■ Text shown ■

▽

In my opinion, the main purpose of getting it to work is to see what it really does. Once that is done, it should be possible to make very simple emulations of GISTEMP in R or Matlab, as has proved the case with MBH once one waded through the nonsense. I’ve already worked through a couple of stages of GISTEMP in R and it would be nice to finish this.
After we’ve got complete control of what they actually do, then we can assess the impact of varying methodologies and versions.
My objective in this procedure is to have some benchmark data sets representing the interim results at each step so that emulations can be tested against this. Because GISS re-writes history, I think that we should establish a benchmark date and then freeze one version of the GISS data in a location under our control for benchmarking. I can re-do the scrapes as part of this process.
Another thing I would like to do with a working version of GISTEMP is to see what happens when stations that went “missing” after the change to MCDW are added back into the analysis. Take for example the following two images which were generated from the GISS website. Both represent the GHCN anomalies using a smoothing radius of 250 km. The first image was generated using data from April 2008, and the second using data from April 1978.
I would like to understand what really happened to April 2008 temperatures in the “holes” that did not exist in the April 1978 data. Specifically, Russia, China, Australia, and Canada. I would then like to compare that with the result GISS presents for April 2008 when smoothing over 1200 km:
In other words, with so much data missing in April 2008 relative to April 1978, is the 1200km smoothing a fair representation of global anomalies? I think this is a particularly important question given we calculate the anomaly by subtracting an average calculated using many annual data points (1951 – 1980) from an average calculated using significantly fewer annual data points (2008).

△

■ What you need to do ■
a - In the GISTEMP discussion, what smoothing radius do the two images generated from the GISS website use?
b - Echo the part of the GISTEMP discussion that opens with the words containing "I would like to understand" and closes with "data points (2008).".
c - Write what comes next in the GISTEMP discussion, picking up after its final sentence.

■ Dataset excerpt ■

▽

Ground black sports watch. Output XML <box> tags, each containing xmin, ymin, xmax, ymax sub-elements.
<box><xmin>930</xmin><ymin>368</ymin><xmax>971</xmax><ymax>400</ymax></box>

△

■ Responses to the exercise ■
a - 250 km

b -
I would like to understand what really happened to April 2008 temperatures in the “holes” that did not exist in the April 1978 data. Specifically, Russia, China, Australia, and Canada. I would then like to compare that with the result GISS presents for April 2008 when smoothing over 1200 km:
In other words, with so much data missing in April 2008 relative to April 1978, is the 1200km smoothing a fair representation of global anomalies? I think this is a particularly important question given we calculate the anomaly by subtracting an average calculated using many annual data points (1951 – 1980) from an average calculated using significantly fewer annual data points (2008).

c -
The 1200 km smoothing is not good. This is easily visible in the March 2008 data. March was slightly warmer than normal in southern Scandinavia and slightly colder than normal in the northern part. This is visible in the 250 km-smoothed version of GISS. Now for some extraordinary reason GISS does not have a single station in central Scanduinavia (there are plenty, both in Sweden and Norway), and so interpolation is used. The weird thing is that in the 1200-klm smoothed version all of Scandinavia is warmer than normal. Now in my opinion an interpolation routine should conform to observations where there are actual data, but apparently the GISS smoothig doesn’t.
Sounds like a plan. A high level pseudo code would also be helpful.
what i would like to see someday is a recreation of the basic analysis but with eliminating the type 4 and 5 stations whose bias makes them totally unusable at least in my mind. I would like to eliminate the 3’s too but then we have almost no temperature data. We been dealing with GIGO (garbage in, garbage out) for to long and it is time to start only working with the good data.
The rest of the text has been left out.